* STATED GOAL *
Reproduce the listing below word for word, omitting the pictures.

*** MATERIAL ***

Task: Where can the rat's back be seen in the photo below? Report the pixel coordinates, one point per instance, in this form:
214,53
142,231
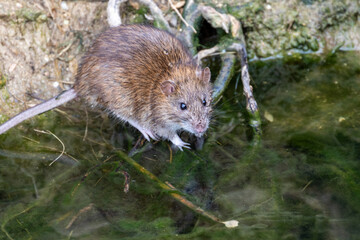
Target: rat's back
126,64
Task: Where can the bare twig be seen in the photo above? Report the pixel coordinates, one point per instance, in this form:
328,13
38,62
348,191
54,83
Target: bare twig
87,124
179,14
113,12
157,14
50,133
174,192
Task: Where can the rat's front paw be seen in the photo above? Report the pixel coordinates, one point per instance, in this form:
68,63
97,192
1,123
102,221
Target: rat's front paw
176,140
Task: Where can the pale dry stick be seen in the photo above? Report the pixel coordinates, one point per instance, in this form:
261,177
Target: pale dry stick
174,192
180,16
33,180
87,124
157,14
113,13
50,133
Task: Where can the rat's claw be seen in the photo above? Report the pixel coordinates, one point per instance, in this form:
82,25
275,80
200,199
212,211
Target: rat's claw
176,140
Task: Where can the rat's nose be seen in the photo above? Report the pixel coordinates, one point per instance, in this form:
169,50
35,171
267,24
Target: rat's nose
200,127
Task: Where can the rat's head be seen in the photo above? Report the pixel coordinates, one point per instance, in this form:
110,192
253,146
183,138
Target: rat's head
188,93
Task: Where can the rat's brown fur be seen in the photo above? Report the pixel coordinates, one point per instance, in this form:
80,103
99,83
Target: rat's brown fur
143,76
124,70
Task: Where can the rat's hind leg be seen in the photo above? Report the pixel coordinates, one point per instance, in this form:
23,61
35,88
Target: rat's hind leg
146,132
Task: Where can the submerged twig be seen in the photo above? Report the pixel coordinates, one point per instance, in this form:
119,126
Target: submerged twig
251,104
174,192
63,146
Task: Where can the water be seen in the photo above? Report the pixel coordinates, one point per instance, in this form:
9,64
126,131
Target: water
303,182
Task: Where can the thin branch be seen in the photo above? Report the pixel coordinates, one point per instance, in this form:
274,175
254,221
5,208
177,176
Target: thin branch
157,14
50,133
182,19
113,13
174,192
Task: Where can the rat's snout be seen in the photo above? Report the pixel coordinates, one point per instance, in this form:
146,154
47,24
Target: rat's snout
200,126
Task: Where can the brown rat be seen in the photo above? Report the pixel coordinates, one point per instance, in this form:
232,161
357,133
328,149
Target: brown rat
143,76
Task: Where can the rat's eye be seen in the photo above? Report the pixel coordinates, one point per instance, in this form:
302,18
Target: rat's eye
183,106
204,102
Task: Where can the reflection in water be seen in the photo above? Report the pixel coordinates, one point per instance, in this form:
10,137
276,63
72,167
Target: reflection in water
302,183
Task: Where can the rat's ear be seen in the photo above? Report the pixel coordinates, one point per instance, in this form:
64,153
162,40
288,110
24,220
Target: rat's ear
203,74
168,87
206,74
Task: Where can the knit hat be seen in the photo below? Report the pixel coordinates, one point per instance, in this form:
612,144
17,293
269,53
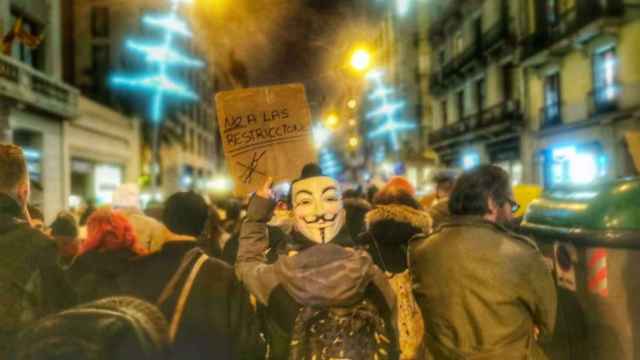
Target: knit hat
127,196
186,213
111,231
308,171
397,191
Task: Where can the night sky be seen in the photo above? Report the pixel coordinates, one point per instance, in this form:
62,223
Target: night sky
284,41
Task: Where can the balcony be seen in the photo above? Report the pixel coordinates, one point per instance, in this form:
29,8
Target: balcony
569,23
36,90
498,36
551,115
505,113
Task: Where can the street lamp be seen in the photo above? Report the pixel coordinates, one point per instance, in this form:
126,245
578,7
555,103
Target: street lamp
354,142
360,59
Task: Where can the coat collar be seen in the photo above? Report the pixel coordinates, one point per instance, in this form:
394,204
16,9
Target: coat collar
299,242
401,214
479,221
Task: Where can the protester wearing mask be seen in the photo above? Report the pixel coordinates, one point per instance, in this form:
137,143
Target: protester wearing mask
27,256
316,271
484,292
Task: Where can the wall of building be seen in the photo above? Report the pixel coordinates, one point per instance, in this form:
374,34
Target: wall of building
102,136
52,152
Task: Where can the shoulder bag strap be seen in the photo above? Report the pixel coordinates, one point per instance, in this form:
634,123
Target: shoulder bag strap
184,295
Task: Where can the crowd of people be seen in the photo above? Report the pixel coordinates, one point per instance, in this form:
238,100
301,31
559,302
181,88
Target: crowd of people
320,274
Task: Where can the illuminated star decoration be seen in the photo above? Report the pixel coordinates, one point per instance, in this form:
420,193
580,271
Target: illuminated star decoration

***

* EXERCISE SOLUTION *
Task: Where can the rat's back be seen in the photo below? Report the pixel coordinates, one point per instance, in this form:
214,53
142,231
Target: rat's back
126,64
Task: Where can the bare twig be seen in the photo above? Report the pixel coordinates, one point per instance, in this form:
328,13
38,62
348,191
54,83
Target: bare twig
87,124
179,14
113,12
157,14
50,133
174,192
Task: Where can the rat's front paw be seen in the photo above? Report the pixel coordinates, one point per instance, in this form:
68,63
97,192
1,123
102,221
Target: rat's front paw
176,140
Task: Where can the pale dry stick be seen in the photo above? Report the pixel coordinates, one point per instance, in this form:
261,177
Target: pale dry stick
174,192
180,16
33,180
87,124
157,14
113,13
50,133
Task: Where can the rat's claw be seen in the photo above? Report the pixel coordinates, one point per instance, in this form:
82,25
275,80
200,199
212,211
Target: rat's claw
176,140
Task: Where can the rat's nose be seen in the photo above? Report the pixel coordinates, one point per instance, in this form:
169,50
35,171
267,24
Target: rat's nose
200,127
Task: Where can the rat's head be seen in the photo above? Report the pixel coordinates, one point per instance, in this form:
110,192
253,146
183,138
Target: rat's head
188,93
Task: Where can the rat's brown fur be seen in the photo above? Report the pixel coordinates, one point per instance, in this form:
80,103
99,83
Target: rat's brown fur
143,76
124,70
Task: Where can the rat's hind leg be seen in the photo above? Report the pixel coordinates, one point per instance, in this form:
23,61
35,88
Target: rat's hind leg
146,132
Task: Where can the submerged twig be seen in the photo above? Report the pixel coordinates, one point per instance, in this form:
119,126
Target: submerged twig
251,104
174,192
63,146
Task: Where can the water be seen in the photo above? Report the pixel coordinates, one point per instance, in this form:
9,64
126,131
Target: water
303,182
Task: Where can the thin branch be seen in the photo above? Report the pixel coordinates, one point per instance, in this form:
274,175
254,221
5,208
177,176
Target: thin branch
157,14
50,133
182,19
113,13
174,192
Task: Where can the rat's snout be seen in the photo above? Report the pixel coordinates, one point per instance, in this form:
146,154
47,24
Target: rat's snout
200,126
Task: Where can the brown rat be seen in the photo above? Report the pixel coordinates, one point per instance, in this form:
232,161
357,133
328,149
Target: brown rat
143,76
Task: Where can the rat's eye be seen in the photo above? Report the pixel coordinates, one point per instance, in this form:
302,18
Target: rat's eye
183,106
204,102
Task: Where can the reflection in water be seen in the photo above? Report the pixel coordinates, one point per instance, in this form:
10,137
276,63
72,167
Target: reflection in water
302,183
Task: Where can the rat's ear be seen in the photo above? Report the pixel coordinates, one point per instance, in this form:
64,153
162,40
288,110
24,220
Target: rat's ear
203,74
168,87
206,74
Task: Where can the knit hat be seen in the photo below? Report the pixel coordinates, one point per instance, in this form:
612,144
17,293
269,53
Target: knit hat
127,196
186,213
111,231
308,171
397,191
Task: Where can the night sky be seen in the photo above? Report the pixel coordinates, one point per instance, in this form:
62,223
Target: night sky
284,41
Task: Where can the balcony be seen in the photo above? Report the pixel coordinates, one point per instance, in this form:
29,8
Target: balcony
569,23
36,90
498,36
551,115
505,113
Task: Where can the street lamp be seen in the photo above? Report the pixel coordinates, one point per instance, in this form:
126,245
578,7
555,103
Target: street lamp
354,142
360,59
Task: Where can the coat collar be seen in the photo above? Report the pixel coordinates, one point per instance, in this form:
394,204
16,9
Target: coat collar
299,242
401,214
479,221
Task: Where can the protester wearing mask be seen in the photo above? Report the pixel coordinates, one point per instance, in this form:
137,143
Target: protester wearing mask
27,256
316,271
484,292
Task: Where can the wall of building be seen in the photo above? Report the pixel coordinates, one point per instance, in this form:
374,34
Target: wall of building
102,136
52,152
Task: Where can the shoulder bag strap be seen in the photo above? Report the pixel coordinates, one point per instance, in this form:
634,123
Target: shoulder bag strap
184,295
Task: Where can the crowd of people be seen in the photo above? Report the pixel coordinates, one point per instance, in this form:
238,100
301,31
559,302
181,88
Target: crowd of people
320,274
Task: Where can the illuminated star decoration be seen in the photo above? Report the pixel coordinates, one point per instance, in this form:
420,193
580,271
Target: illuminated star decoration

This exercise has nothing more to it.